5 min. read

The Art of Allyship

How To Support Underrepresented Groups in Tech?

Have you ever asked yourself:

What are things I can do as an ally in tech?

How can I support women on my tech team?

How to be an inclusive manager?

How can I become an ally?

Well, you’re in the right place. Whether you found this blog or it has found you, do not worry – we got you covered! The truth is,  these are (and more) all very valid questions and good to know that there is no one-way road to allyship.

Therefore, it is important to avoid the trap of perfectionism –we shouldn’t hold ourselves back. We need to take action to create more inclusive workplaces and cultures where everyone can do their best work and thrive.

Let’s get started with a definition:

Allyship is the practice of empathising with the experiences of systemically disadvantaged groups, looking out for biases, and actively using your voice and power to advance equity.

Keep in Mind: Being An Ally Is A Journey

On the journey to be a better ally, it is important to take a moment to understand one’s privilege. Privilege comes in many shapes and forms but simply reflecting on the benefits or obstacles you face at work is a great starting point. We don’t all have the same starting point but we can all make sure to level the game as we go.

 “Do the best you can until you know better. Then when you know better, do better.” –Maya Angelou, American civil rights activist. 

We have 4 actions ahead that can help support you along the way to allyship but beware, these are not “one-timers” to tick off. Allyship is an iterative process.

The best allies are those willing to put in the effort, make mistakes and keep trying.

(TASK A):
From the allyship post, copy the passage that begins at the words "We have 4 actions" and ends after "an iterative process.".
(TASK B):
For each statement, say yes or no according to the allyship post, and quote the words that settle it: (i) The best allies are willing to make mistakes. (ii) Everyone starts from the same point. (iii) The four actions are meant to be done once and checked off.

Records from an annotation dataset:
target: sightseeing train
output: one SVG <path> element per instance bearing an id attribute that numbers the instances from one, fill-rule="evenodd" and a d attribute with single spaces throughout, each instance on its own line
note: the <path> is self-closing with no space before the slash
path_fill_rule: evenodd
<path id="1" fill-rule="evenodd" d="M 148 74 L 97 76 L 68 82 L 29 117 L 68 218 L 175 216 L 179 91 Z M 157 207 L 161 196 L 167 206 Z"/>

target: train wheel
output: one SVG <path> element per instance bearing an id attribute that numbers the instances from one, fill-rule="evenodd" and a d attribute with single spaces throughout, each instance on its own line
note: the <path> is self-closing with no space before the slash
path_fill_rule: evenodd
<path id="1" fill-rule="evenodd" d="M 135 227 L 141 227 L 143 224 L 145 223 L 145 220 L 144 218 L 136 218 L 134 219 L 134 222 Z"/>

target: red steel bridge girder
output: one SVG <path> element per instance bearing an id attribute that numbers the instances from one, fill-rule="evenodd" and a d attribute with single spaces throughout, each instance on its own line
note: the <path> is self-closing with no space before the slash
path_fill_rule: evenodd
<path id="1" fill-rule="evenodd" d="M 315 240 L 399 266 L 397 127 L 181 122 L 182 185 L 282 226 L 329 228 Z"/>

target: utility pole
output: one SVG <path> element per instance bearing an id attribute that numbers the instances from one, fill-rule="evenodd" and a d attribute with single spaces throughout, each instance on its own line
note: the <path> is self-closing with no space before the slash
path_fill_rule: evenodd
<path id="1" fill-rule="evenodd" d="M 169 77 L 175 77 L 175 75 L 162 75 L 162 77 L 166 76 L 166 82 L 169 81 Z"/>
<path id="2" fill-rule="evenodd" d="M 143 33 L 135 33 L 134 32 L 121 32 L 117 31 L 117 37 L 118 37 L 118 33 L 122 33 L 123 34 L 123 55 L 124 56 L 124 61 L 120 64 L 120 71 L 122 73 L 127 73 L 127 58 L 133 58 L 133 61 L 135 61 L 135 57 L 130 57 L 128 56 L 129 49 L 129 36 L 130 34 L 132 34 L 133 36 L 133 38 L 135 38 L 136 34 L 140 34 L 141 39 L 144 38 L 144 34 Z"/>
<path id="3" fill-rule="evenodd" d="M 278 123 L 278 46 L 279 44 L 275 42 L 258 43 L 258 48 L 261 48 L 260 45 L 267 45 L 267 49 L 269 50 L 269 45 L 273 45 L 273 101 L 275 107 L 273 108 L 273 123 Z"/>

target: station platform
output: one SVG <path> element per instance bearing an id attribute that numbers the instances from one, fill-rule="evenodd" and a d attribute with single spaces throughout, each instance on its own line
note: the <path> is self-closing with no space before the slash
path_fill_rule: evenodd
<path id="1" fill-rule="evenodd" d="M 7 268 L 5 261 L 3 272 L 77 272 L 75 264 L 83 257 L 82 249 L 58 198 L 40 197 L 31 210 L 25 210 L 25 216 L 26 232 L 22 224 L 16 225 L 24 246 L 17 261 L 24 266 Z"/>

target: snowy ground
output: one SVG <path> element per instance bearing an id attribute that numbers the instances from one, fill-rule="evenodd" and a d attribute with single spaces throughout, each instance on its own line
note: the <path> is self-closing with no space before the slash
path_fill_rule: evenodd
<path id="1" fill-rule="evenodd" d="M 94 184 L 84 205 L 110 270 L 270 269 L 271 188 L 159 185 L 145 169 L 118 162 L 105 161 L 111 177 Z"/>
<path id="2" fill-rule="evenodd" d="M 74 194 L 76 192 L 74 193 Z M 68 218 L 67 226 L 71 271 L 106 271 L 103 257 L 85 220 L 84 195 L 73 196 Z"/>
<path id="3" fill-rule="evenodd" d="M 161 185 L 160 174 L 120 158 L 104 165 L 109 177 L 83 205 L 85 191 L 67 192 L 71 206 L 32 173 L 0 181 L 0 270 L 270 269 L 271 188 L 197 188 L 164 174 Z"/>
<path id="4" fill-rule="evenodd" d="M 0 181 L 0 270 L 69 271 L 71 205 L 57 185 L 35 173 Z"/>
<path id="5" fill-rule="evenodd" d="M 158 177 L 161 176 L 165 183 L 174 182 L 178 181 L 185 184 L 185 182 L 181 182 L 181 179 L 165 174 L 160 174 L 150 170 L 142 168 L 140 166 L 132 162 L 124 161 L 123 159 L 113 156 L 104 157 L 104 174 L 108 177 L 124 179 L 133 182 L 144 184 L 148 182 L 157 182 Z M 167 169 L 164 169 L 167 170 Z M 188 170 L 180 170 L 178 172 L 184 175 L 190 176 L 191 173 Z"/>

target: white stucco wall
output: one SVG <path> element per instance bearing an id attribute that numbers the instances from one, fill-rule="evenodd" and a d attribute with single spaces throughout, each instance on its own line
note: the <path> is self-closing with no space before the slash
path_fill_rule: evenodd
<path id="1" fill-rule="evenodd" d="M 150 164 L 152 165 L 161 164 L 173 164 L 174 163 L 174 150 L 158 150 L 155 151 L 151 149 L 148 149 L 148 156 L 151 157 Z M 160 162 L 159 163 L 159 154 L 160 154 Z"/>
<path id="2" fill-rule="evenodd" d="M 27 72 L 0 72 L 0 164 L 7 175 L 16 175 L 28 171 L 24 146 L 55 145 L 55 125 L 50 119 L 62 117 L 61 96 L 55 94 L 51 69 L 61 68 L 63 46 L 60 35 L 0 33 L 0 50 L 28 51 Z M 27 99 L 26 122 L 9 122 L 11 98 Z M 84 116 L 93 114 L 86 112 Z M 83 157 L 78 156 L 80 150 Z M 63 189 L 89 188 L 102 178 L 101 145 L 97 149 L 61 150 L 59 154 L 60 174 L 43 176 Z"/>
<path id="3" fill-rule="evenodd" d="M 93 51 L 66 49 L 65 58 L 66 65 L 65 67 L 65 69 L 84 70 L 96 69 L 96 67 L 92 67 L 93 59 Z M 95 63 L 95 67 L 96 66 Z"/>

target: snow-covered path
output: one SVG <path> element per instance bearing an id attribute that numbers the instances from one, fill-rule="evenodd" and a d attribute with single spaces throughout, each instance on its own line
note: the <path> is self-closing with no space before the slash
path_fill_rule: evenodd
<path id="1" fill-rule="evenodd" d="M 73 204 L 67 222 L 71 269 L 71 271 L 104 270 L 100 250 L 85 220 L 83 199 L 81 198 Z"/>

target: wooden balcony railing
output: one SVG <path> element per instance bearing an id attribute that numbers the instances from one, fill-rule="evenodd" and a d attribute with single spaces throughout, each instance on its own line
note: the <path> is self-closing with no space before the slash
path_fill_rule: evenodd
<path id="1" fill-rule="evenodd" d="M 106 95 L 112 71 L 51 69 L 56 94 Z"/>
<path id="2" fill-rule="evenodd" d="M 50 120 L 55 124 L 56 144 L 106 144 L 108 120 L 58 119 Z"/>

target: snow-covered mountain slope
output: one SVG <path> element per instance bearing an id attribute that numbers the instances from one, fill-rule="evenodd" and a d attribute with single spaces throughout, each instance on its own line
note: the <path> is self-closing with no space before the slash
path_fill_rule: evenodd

(EXERCISE SOLUTION A):
We have 4 actions ahead that can help support you along the way to allyship but beware, these are not “one-timers” to tick off. Allyship is an iterative process.

(EXERCISE SOLUTION B):
(i) Yes: "The best allies are those willing to put in the effort, make mistakes and keep trying."
(ii) No: "We don’t all have the same starting point"
(iii) No: "these are not “one-timers” to tick off. Allyship is an iterative process."